EXERCISE OBJECTIVE
Return every entry below without altering a word.

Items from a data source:

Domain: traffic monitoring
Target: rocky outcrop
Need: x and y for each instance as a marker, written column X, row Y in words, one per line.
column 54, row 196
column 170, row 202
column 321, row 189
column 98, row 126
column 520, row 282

THE ANSWER
Domain: traffic monitoring
Target: rocky outcrop
Need: x and y for each instance as a marker, written column X, row Y in words, one per line.
column 54, row 196
column 170, row 202
column 321, row 189
column 98, row 126
column 520, row 282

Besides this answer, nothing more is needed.